-- SUPPLIED DATA follows --

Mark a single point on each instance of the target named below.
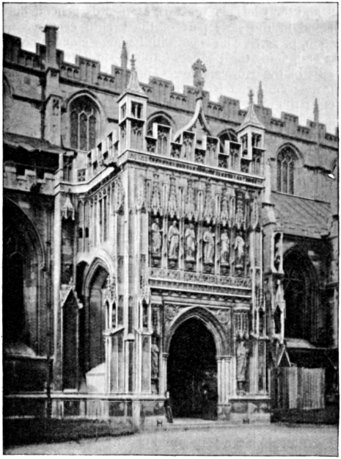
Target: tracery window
(285, 170)
(227, 135)
(83, 124)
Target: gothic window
(83, 124)
(136, 110)
(301, 296)
(285, 170)
(227, 135)
(22, 322)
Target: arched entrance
(192, 371)
(301, 295)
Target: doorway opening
(192, 371)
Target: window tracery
(83, 124)
(286, 170)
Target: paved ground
(273, 440)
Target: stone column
(57, 314)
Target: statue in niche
(242, 359)
(239, 245)
(190, 243)
(225, 248)
(187, 147)
(156, 239)
(208, 239)
(173, 240)
(155, 353)
(277, 320)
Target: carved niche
(173, 210)
(118, 196)
(155, 203)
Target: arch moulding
(210, 322)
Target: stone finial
(260, 95)
(198, 80)
(124, 56)
(316, 111)
(132, 63)
(250, 97)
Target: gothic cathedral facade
(158, 242)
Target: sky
(290, 47)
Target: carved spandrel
(224, 318)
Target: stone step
(189, 424)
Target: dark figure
(205, 403)
(168, 408)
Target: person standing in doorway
(168, 408)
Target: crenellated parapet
(161, 91)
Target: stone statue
(156, 239)
(242, 357)
(190, 243)
(239, 248)
(187, 147)
(173, 241)
(208, 239)
(225, 248)
(155, 352)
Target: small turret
(251, 137)
(124, 56)
(132, 113)
(316, 112)
(260, 95)
(51, 46)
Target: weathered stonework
(182, 212)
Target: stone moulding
(194, 168)
(183, 276)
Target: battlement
(27, 180)
(161, 91)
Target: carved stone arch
(24, 289)
(93, 322)
(210, 322)
(90, 100)
(301, 294)
(81, 269)
(102, 259)
(25, 226)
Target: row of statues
(190, 242)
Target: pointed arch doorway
(192, 371)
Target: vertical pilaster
(57, 315)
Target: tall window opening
(227, 135)
(286, 170)
(301, 295)
(83, 124)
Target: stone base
(245, 410)
(143, 413)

-- SUPPLIED DATA concluded --

→ **EXERCISE DETAILS**
Repeat the data above starting at the line with "Target: stone moulding" and ending at its last line, exactly, with no other lines.

→ **ANSWER AREA**
Target: stone moulding
(194, 168)
(183, 276)
Target: battlement
(27, 180)
(161, 91)
Target: carved stone arch
(24, 289)
(93, 322)
(210, 322)
(90, 100)
(301, 294)
(81, 269)
(102, 259)
(25, 226)
Target: row of statues
(190, 242)
Target: pointed arch doorway
(192, 371)
Target: vertical pilaster
(57, 315)
Target: tall window opening
(227, 135)
(286, 170)
(301, 295)
(83, 124)
Target: stone base
(245, 410)
(143, 413)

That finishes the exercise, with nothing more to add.